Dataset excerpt

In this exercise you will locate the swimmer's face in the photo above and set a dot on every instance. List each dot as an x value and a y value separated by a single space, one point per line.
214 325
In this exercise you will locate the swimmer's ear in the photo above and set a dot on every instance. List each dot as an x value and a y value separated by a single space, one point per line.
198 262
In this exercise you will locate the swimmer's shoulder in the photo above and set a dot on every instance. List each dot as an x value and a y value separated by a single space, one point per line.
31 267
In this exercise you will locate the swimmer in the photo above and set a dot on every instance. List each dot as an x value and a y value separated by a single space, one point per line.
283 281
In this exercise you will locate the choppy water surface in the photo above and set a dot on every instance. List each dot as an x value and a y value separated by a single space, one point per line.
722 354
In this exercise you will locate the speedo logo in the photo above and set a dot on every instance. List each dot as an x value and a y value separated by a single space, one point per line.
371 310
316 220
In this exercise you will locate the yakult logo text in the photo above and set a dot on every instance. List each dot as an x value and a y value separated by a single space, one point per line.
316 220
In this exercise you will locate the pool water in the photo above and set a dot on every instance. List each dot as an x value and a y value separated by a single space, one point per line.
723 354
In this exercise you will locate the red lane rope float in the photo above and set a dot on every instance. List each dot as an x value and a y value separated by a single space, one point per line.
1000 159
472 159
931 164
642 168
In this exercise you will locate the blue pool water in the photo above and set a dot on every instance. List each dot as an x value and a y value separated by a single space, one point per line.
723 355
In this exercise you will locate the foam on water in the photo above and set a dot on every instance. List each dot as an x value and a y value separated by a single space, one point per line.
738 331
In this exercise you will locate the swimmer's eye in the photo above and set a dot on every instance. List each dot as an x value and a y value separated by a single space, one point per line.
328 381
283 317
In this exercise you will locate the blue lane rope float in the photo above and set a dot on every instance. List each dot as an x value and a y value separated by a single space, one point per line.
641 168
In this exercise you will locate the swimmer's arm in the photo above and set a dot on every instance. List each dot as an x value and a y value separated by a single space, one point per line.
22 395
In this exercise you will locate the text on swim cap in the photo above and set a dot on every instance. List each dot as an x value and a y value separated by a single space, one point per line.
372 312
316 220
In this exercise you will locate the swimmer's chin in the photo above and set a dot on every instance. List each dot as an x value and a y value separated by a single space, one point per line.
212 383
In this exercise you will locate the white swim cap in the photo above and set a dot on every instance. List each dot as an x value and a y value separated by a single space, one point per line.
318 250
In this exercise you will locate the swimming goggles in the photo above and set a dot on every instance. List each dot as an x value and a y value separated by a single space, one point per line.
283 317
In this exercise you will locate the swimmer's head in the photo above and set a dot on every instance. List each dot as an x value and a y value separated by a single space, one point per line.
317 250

* SHORT EXERCISE: Starting at the line that contains "In this exercise you will locate the white", quote each remaining line of the entries above, unchanged.

* FULL RESPONSE:
In this exercise you will locate the white swim cap in the photo above and set a dot on every instance. List each dot as an x value and a y value separated by a single space, one point per line.
318 250
In this exercise you will locate the swimming goggles in the photo above and set a dot on every instance. List each dot as an x value and a y value separated by a single space, one point per line.
283 317
In this exercise you will locate the swimmer's head in the photo above and set a dot on every instance. List each dot as an x value and a y value separated by a single space, one point per line.
317 250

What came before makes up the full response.